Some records

=====

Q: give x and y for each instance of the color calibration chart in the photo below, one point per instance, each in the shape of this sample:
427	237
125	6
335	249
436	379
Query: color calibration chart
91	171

=====

Exercise directions
Rewrite the rows above, replacing "color calibration chart" with "color reference card" and leaving everything else the same.

Output of the task
Q: give x and y for each instance of the color reference card in the photo below, one point per instance, each in the shape of this sample:
427	237
125	6
335	249
436	379
Query: color reference card
91	171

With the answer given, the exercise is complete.